### Data shown

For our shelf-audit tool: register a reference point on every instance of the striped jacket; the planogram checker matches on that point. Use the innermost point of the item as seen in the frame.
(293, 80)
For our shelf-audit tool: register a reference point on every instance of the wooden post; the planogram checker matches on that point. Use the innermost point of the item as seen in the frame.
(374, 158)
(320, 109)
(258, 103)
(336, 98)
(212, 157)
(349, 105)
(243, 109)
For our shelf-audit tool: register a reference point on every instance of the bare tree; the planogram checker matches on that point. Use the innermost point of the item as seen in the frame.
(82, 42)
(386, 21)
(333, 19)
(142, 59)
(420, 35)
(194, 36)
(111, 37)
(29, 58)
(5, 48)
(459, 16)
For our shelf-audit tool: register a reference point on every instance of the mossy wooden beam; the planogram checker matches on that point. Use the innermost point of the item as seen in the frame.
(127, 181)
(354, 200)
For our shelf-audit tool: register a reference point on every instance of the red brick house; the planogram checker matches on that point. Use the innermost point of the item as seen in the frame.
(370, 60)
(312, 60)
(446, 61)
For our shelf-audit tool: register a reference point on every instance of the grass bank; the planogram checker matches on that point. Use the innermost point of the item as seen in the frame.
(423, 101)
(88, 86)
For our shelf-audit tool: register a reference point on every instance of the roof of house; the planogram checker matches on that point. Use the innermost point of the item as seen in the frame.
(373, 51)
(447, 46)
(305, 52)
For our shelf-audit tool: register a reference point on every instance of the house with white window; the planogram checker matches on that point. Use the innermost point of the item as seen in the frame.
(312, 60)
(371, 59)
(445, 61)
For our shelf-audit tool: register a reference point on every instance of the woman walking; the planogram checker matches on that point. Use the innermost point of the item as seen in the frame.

### Aim
Rewrite the items from the line containing "of the bare" through the end of the items, both ends included, keeping the requests unchanged and shifting every coordinate in the answers by adding 71 to each number.

### Worked answer
For our shelf-audit tool: register a reference point on every instance of the bare tree; the planogram checker matches on that point. Use the innermost point of the item as seen in the frame.
(153, 113)
(457, 92)
(404, 90)
(213, 130)
(491, 106)
(265, 107)
(182, 108)
(100, 129)
(76, 119)
(530, 87)
For our shelf-audit tool: register a reference point on every instance of the mossy wooden beam; the planogram checker matches on that point. Use the innermost point of the item as seen in the frame.
(198, 252)
(425, 271)
For our shelf-audit tool: register a reference point on every instance of the red brick house; the planogram checker matches on that point. Use the innermost point of the item as seen in the frame.
(441, 131)
(383, 131)
(517, 132)
For our shelf-audit tool: register a reference point on every instance of the grass bank; the planogram checker matches on that point. Use the innermost point of the item as seen in the frame.
(494, 172)
(159, 157)
For our shelf-audit tool: register a reference point on every instance of the roof of house; the planogram checker matches on that point. Use the innermost point of the item as seen in the frame.
(444, 122)
(518, 117)
(376, 123)
For our shelf-audit tool: register a reference point on every instance of the house with white window; the planogram checker matches on that point. Use the innermost point of the item as seen in the frame.
(383, 131)
(442, 130)
(516, 132)
For our shelf-audit tool: register a reference point on every instance of the woman walking; the planogram checker matches on that point. Use the innermost point of the item as seen in the frame.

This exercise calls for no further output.